GIVEN TEXT.
(begin)

I haven't tested the >2TB grow case yet, but it should work now 
on both 32bit and 64 bit platforms with this patch.

Is there anything I missed here in the conversion?

Cheers,

Dave.
-- 
Dave Chinner
Principal Engineer
SGI Australian Software Group


---
 fs/xfs/xfs_bmap.c  |   26 +++++++++++++-------------
 fs/xfs/xfs_mount.c |   15 +++++++--------
 fs/xfs/xfs_mount.h |    7 ++++---
 fs/xfs/xfs_trans.c |   32 ++++++++++++++++----------------
 fs/xfs/xfs_trans.h |   42 +++++++++++++++++++++---------------------
 5 files changed, 61 insertions(+), 61 deletions(-)

Index: 2.6.x-xfs-new/fs/xfs/xfs_mount.c
===================================================================
--- 2.6.x-xfs-new.orig/fs/xfs/xfs_mount.c	2006-10-13 12:07:41.337353137 +1000
+++ 2.6.x-xfs-new/fs/xfs/xfs_mount.c	2006-10-13 16:11:54.646069045 +1000
@@ -55,9 +55,9 @@ STATIC void	xfs_icsb_destroy_counters(xf
 STATIC void	xfs_icsb_balance_counter(xfs_mount_t *, xfs_sb_field_t, int);
 STATIC void	xfs_icsb_sync_counters(xfs_mount_t *);
 STATIC int	xfs_icsb_modify_counters(xfs_mount_t *, xfs_sb_field_t,
-						int, int);
+						int64_t, int);
 STATIC int	xfs_icsb_modify_counters_locked(xfs_mount_t *, xfs_sb_field_t,
-						int, int);
+						int64_t, int);
 STATIC int	xfs_icsb_disable_counter(xfs_mount_t *, xfs_sb_field_t);
 
 #else
@@ -1251,7 +1251,7 @@ xfs_mod_sb(xfs_trans_t *tp, __int64_t fi
  */
 int
 xfs_mod_incore_sb_unlocked(xfs_mount_t *mp, xfs_sb_field_t field,
-			int delta, int rsvd)
+			int64_t delta, int rsvd)
 {
 	int		scounter;	/* short counter for 32 bit fields */
 	long long	lcounter;	/* long counter for 64 bit fields */
@@ -1283,7 +1283,6 @@ xfs_mod_incore_sb_unlocked(xfs_mount_t *
 		mp->m_sb.sb_ifree = lcounter;
 		return 0;
 	case XFS_SBS_FDBLOCKS:
-
 		lcounter = (long long)
 			mp->m_sb.sb_fdblocks - XFS_ALLOC_SET_ASIDE(mp);
 		res_used = (long long)(mp->m_resblks - mp->m_resblks_avail);
@@ -1414,7 +1413,7 @@ xfs_mod_incore_sb_unlocked(xfs_mount_t *
  * routine to do the work.
  */
 int
-xfs_mod_incore_sb(xfs_mount_t *mp, xfs_sb_field_t field, int delta, int rsvd)
+xfs_mod_incore_sb(xfs_mount_t *mp, xfs_sb_field_t field, int64_t delta, int rsvd)

(end)

DATA SHOWN.

(begin)

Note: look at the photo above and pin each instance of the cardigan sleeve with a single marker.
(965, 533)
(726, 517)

(end)

GOALS.
[1] In the patch email, which type replaces int for the delta parameter of xfs_mod_incore_sb?
[2] Summarize the patch email in two sentences.

TASK ANSWERS.
[1] int64_t

[2] Dave Chinner says he has not yet tested the >2TB grow case but that it should now work on both 32-bit and 64-bit platforms with this patch, and he asks whether he missed anything in the conversion. The patch changes five files under fs/xfs with 61 insertions and 61 deletions, and in xfs_mount.c it changes int arguments of several counter-modifying functions to int64_t.